**Provided text**
=====

UK-based campaigner, Joana Blackman, told Westminster News “we need to leave fossil fuel in the ground and stop extracting it”. According to her, the world will become a safer place if we “wean ourselves of using oil” and move to a future of renewable energy.

On Saturday, climate change campaigners protested in London. They said governments across the world had once again failed “to agree a deal that will protect our future”.

This comes at the same time as former Nasa scientist, James Hansen, who is also considered the father of global climate change awareness called the Paris talks “fraud”. He told The Guardian website that: “It’s a fraud really, a fake. It’s just bullshit for them to say: ‘We’ll have a 2C warming target and then try to do a little better every five years’.

The Guardian website credits the scientist for analysing changes in the Earth’s climate sine the 1970s and warned about the “greenhouse effect” where heat-trapped gases are released into the atmosphere was causing global warming.

Mr Hansen added: “It’s just worthless words. There is no action, just promises.” According to him, fossil fuel will continue to be used as long as it remains the cheapest.

Nearly 200 countries met in Paris over two weeks to negotiate a climate deal. The agreement reached aimed at reducing global warming to less than 2C by the end of the century.

=====

**Data block**
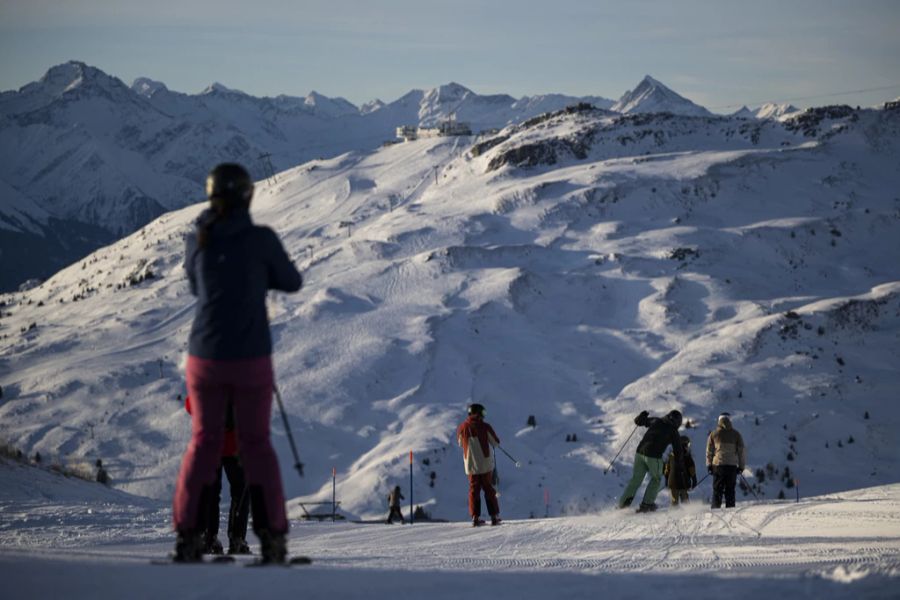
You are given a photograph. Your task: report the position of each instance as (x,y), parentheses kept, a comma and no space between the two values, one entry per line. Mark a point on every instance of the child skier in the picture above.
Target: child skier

=====

**Exercise instructions**
1 > List each distinct figure that the article on the Paris climate talks writes in digits.
2 > Set down the passage of the Paris climate talks article word for word, from "The Guardian website credits" up to and including "of the century.".
3 > Take the article on the Paris climate talks further, beginning right after its final sentence.

**The replies**
1 > 2C, 1970s, 200

2 >
The Guardian website credits the scientist for analysing changes in the Earth’s climate sine the 1970s and warned about the “greenhouse effect” where heat-trapped gases are released into the atmosphere was causing global warming.

Mr Hansen added: “It’s just worthless words. There is no action, just promises.” According to him, fossil fuel will continue to be used as long as it remains the cheapest.

Nearly 200 countries met in Paris over two weeks to negotiate a climate deal. The agreement reached aimed at reducing global warming to less than 2C by the end of the century.

3 >
Key points of the agreement include:

  • To peak greenhouse gas emissions as soon as possible and achieve a balance between sources and sinks of greenhouse gases in the second half of this century
  • To keep global temperature increase “well below” 2C (3.6F) and to pursue efforts to limit it to 1.5C
  • To review progress every five years
  • $100bn a year in climate finance for developing countries by 2020, with a commitment to further finance in the future.

The deal is however, only partly legally binding.

Hope for the future

Lujain Ismail Shafeeq, a journalist in Maldives told Westminster News the Paris deal was promising compared to the failed attempt at Copenhagen in 2009. But he conceded it will take a while for governments to take action and for small islands like his country, the Maldives to realise the effects of that commitment.

Mr Shafeeq said the commitment to reduce global warming by 2C was not low enough.

US President, Barack Obama, earlier called the climate deal “the best chance we have to save the one planet we have”.